## STUDY TEXT
● ● ● ● ● ● ●

Not sure if I'm posting this in the correct place, but I need all the help I can get!
Hi all, I've got a bit of a problem on my hands. A few months ago I upgraded my PC (new cpu, mobo, ram, psu), and since then my PC has been freezing. It happens randomly, whether I'm gaming or just idling on the desktop. It also happens while booting sometimes. I thought it might be an issue with the Motherboard, so I exchanged it for a new one. That did not fix the problem, so I bought a new GPU, I needed one anyways, but the freezing continued. I thought it may be a problem with the power supply, so I bought a new one a few days ago. It kept freezing, so in a desperate attempt to get anything to work, I took out one of the memory sticks. Low and behold, the problem stopped! I ran the computer with 1 4GB stick for around a half hour without any problems, so I switched to the other memory stick. The other one ran fine for just as long, so I don't believe that either of the sticks are bad. I put both of them back in, and it started freezing once again. The ram is rated to run at 1.5V, and that is what it is set at in the BIOS. I have a SSD and a HDD that both have Windows installed on them, and it freezes on both drives, so I do not believe that it is a drive error. Any help is greatly appreciated!
PC Specs:
CPU: Amd FX 8320
Cooler: Cooler Master Hyper 212 Evo
Motherboard: Gigabyte 970A-UD3P
Memory: 8GB (2x4) 1600Mhz Crucial Ballistix Sport
GPU: MSI OC GTX 960
PSU: Corsair CX750M 750Watt
Fixed the issue by bumping the voltage of the ram up to 1.6V
When testing memory sticks it is preferred to use software like memtest86 which will help you better diagnose the issue if it was indeed the ram. Have you looked in your Event Viewer and seen any critical or fatal errors?

● ● ● ● ● ● ●

## TASK TO COMPLETE
Continue the forum thread about the freezing PC from its last post onward.

● ● ● ● ● ● ●

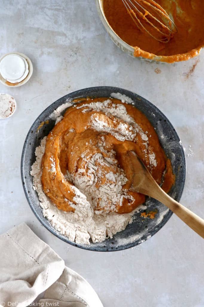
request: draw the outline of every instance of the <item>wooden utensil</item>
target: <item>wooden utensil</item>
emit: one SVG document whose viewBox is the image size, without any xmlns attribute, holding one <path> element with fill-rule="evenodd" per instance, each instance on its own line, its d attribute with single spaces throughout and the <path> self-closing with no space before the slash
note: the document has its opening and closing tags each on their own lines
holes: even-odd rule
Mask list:
<svg viewBox="0 0 204 307">
<path fill-rule="evenodd" d="M 128 151 L 126 156 L 127 163 L 132 168 L 133 174 L 130 189 L 150 196 L 164 204 L 204 239 L 204 220 L 165 193 L 134 152 Z"/>
</svg>

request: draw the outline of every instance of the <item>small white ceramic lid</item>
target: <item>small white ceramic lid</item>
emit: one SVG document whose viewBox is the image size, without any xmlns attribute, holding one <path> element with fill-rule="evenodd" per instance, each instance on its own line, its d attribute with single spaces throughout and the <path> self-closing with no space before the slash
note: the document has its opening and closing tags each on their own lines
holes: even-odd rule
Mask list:
<svg viewBox="0 0 204 307">
<path fill-rule="evenodd" d="M 19 79 L 23 75 L 25 70 L 23 60 L 17 54 L 9 54 L 0 62 L 0 73 L 7 80 Z"/>
<path fill-rule="evenodd" d="M 16 102 L 9 94 L 0 93 L 0 119 L 12 116 L 16 109 Z"/>
<path fill-rule="evenodd" d="M 6 86 L 9 87 L 17 87 L 25 84 L 29 80 L 33 73 L 33 65 L 29 58 L 25 55 L 25 54 L 24 54 L 23 53 L 21 53 L 19 52 L 12 52 L 9 53 L 4 54 L 0 58 L 0 63 L 4 58 L 7 56 L 10 55 L 14 55 L 19 56 L 20 59 L 23 59 L 25 65 L 24 72 L 21 77 L 15 81 L 10 79 L 7 80 L 6 79 L 4 78 L 0 72 L 0 82 L 4 85 L 6 85 Z M 26 63 L 25 62 L 26 62 Z M 11 81 L 12 81 L 12 82 L 11 82 Z"/>
</svg>

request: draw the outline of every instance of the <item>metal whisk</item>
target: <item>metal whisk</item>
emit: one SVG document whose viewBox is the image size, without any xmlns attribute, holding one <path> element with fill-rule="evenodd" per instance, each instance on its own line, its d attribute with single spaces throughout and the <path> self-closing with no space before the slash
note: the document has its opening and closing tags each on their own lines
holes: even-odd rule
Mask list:
<svg viewBox="0 0 204 307">
<path fill-rule="evenodd" d="M 168 43 L 177 32 L 166 11 L 154 0 L 122 0 L 138 27 L 162 43 Z"/>
</svg>

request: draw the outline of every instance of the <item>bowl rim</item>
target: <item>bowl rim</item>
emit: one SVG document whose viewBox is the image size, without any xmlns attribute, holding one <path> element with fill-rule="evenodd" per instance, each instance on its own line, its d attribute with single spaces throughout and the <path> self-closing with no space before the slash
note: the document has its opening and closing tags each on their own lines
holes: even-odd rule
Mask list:
<svg viewBox="0 0 204 307">
<path fill-rule="evenodd" d="M 115 249 L 114 249 L 114 248 L 113 248 L 113 247 L 111 247 L 111 249 L 107 249 L 106 248 L 106 249 L 104 250 L 98 250 L 97 249 L 97 248 L 95 248 L 95 243 L 93 243 L 93 245 L 89 245 L 85 244 L 83 245 L 80 244 L 76 243 L 75 242 L 73 242 L 73 241 L 70 241 L 68 239 L 67 237 L 61 235 L 59 232 L 55 230 L 55 229 L 51 225 L 51 224 L 48 221 L 48 220 L 46 219 L 45 217 L 44 217 L 43 216 L 41 218 L 38 214 L 38 213 L 36 211 L 35 208 L 35 205 L 33 205 L 32 202 L 30 199 L 29 195 L 29 191 L 28 192 L 28 191 L 27 189 L 26 186 L 26 180 L 25 180 L 25 175 L 24 173 L 24 159 L 25 158 L 25 154 L 27 145 L 27 141 L 29 136 L 30 135 L 30 134 L 31 133 L 32 133 L 31 132 L 33 130 L 33 126 L 34 126 L 36 123 L 38 122 L 38 121 L 39 120 L 39 119 L 41 117 L 42 115 L 43 114 L 43 113 L 45 112 L 46 111 L 47 111 L 49 109 L 51 106 L 52 106 L 53 107 L 54 107 L 54 108 L 53 109 L 53 110 L 51 111 L 51 113 L 50 113 L 50 114 L 51 114 L 52 112 L 53 111 L 56 109 L 59 106 L 59 105 L 61 105 L 62 104 L 63 104 L 63 103 L 65 103 L 66 99 L 67 99 L 68 98 L 68 96 L 70 96 L 70 98 L 72 98 L 72 100 L 74 99 L 74 98 L 73 97 L 75 96 L 76 96 L 76 97 L 78 97 L 80 96 L 81 97 L 82 97 L 83 96 L 84 97 L 84 95 L 83 95 L 83 93 L 84 91 L 86 92 L 87 92 L 90 91 L 100 91 L 100 90 L 102 89 L 102 88 L 107 89 L 107 90 L 110 90 L 110 89 L 111 89 L 111 92 L 113 93 L 122 92 L 124 93 L 124 95 L 126 95 L 128 96 L 128 93 L 129 93 L 129 95 L 130 95 L 130 94 L 132 94 L 132 95 L 133 94 L 134 95 L 135 95 L 139 99 L 142 99 L 143 102 L 145 102 L 146 103 L 147 103 L 149 105 L 150 105 L 152 107 L 153 107 L 154 109 L 155 110 L 156 110 L 158 112 L 160 115 L 161 115 L 162 117 L 164 117 L 165 118 L 166 122 L 167 122 L 168 124 L 174 130 L 174 133 L 175 134 L 175 136 L 176 137 L 176 138 L 177 138 L 178 140 L 180 140 L 180 138 L 179 138 L 176 131 L 175 130 L 173 126 L 169 121 L 168 118 L 166 117 L 166 116 L 161 112 L 161 111 L 160 110 L 158 109 L 158 108 L 156 107 L 156 106 L 153 104 L 149 100 L 146 99 L 142 96 L 136 94 L 134 92 L 132 92 L 131 91 L 123 89 L 121 88 L 110 86 L 99 86 L 83 88 L 70 93 L 69 94 L 67 94 L 62 97 L 61 97 L 55 101 L 54 102 L 51 104 L 50 105 L 50 106 L 49 106 L 47 108 L 46 108 L 43 111 L 34 121 L 33 123 L 31 125 L 31 126 L 28 131 L 26 137 L 23 145 L 21 159 L 21 177 L 23 188 L 25 195 L 26 197 L 31 210 L 39 221 L 48 230 L 51 232 L 51 233 L 52 233 L 55 236 L 57 236 L 57 238 L 60 239 L 61 240 L 62 240 L 64 242 L 66 242 L 66 243 L 68 243 L 73 246 L 79 247 L 80 248 L 82 248 L 83 249 L 85 249 L 92 251 L 118 251 L 123 250 L 124 250 L 127 249 L 130 247 L 133 247 L 140 244 L 141 243 L 142 243 L 143 242 L 144 242 L 147 240 L 149 238 L 147 237 L 147 236 L 145 236 L 145 235 L 143 237 L 140 238 L 140 242 L 138 242 L 138 240 L 137 241 L 136 240 L 135 241 L 133 241 L 131 243 L 127 244 L 125 245 L 121 245 L 119 247 Z M 88 95 L 87 96 L 88 96 Z M 63 100 L 63 102 L 62 102 L 61 104 L 58 105 L 57 104 L 56 104 L 56 103 L 58 103 L 60 100 Z M 181 183 L 180 184 L 180 191 L 178 192 L 177 197 L 175 198 L 175 200 L 178 201 L 179 201 L 184 190 L 186 179 L 186 164 L 185 154 L 183 150 L 183 148 L 181 144 L 180 140 L 179 142 L 181 146 L 181 148 L 182 149 L 182 162 L 183 163 L 183 167 L 182 169 L 183 171 L 183 177 L 182 177 L 183 181 L 182 181 Z M 29 173 L 30 173 L 30 170 L 29 170 Z M 25 177 L 25 179 L 26 179 L 26 177 Z M 42 210 L 42 208 L 40 207 L 39 203 L 38 204 L 38 205 L 39 206 L 40 208 L 40 210 Z M 169 209 L 167 212 L 167 213 L 164 215 L 163 220 L 159 224 L 158 227 L 155 227 L 153 229 L 153 230 L 151 230 L 151 236 L 152 236 L 154 235 L 159 230 L 162 228 L 162 227 L 163 227 L 169 220 L 173 212 L 172 212 Z M 136 243 L 135 242 L 136 242 Z"/>
<path fill-rule="evenodd" d="M 166 63 L 169 64 L 186 61 L 197 56 L 200 53 L 203 47 L 203 45 L 198 47 L 189 50 L 187 52 L 180 54 L 172 55 L 171 56 L 158 56 L 140 49 L 135 46 L 141 55 L 134 55 L 135 49 L 134 47 L 127 44 L 115 32 L 109 24 L 104 13 L 103 8 L 102 2 L 103 0 L 95 0 L 96 5 L 98 14 L 106 31 L 113 42 L 123 51 L 135 58 L 139 58 L 146 61 L 155 61 L 155 62 Z M 147 56 L 146 57 L 145 56 Z"/>
</svg>

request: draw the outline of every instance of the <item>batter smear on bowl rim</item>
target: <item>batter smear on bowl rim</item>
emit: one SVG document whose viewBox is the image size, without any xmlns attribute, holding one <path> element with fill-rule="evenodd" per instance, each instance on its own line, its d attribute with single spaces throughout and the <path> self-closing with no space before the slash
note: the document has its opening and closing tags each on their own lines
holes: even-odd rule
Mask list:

● ● ● ● ● ● ●

## RESPONSE BELOW
Are they in the correct slots? Bc if you only have two sticks on RAM, the first go in the 'second' seat, and the second stick goes in the 'fourth' seat.
Good suggestions so far so try them first.
I had an issue that had the same symptoms (freeze at random intervals). Can you download Prime95 and run a blend stress test on each individual stick? It should saturate and stress your memory and might reveal that one stick is actually bad after all. This is how I did it.
I have run memtest on the memory multiple times before, and it came back with no errors. The only error in event viewer is "the system has shutdown unexpectedly"
I ran them like Configuration A for awhile, in the recommended dual channel configuration. I just switched them over to the other channel. (Both sticks are in now, but they were both moved over a slot.)
Great idea, I will download and run this test. thank you for the suggestion!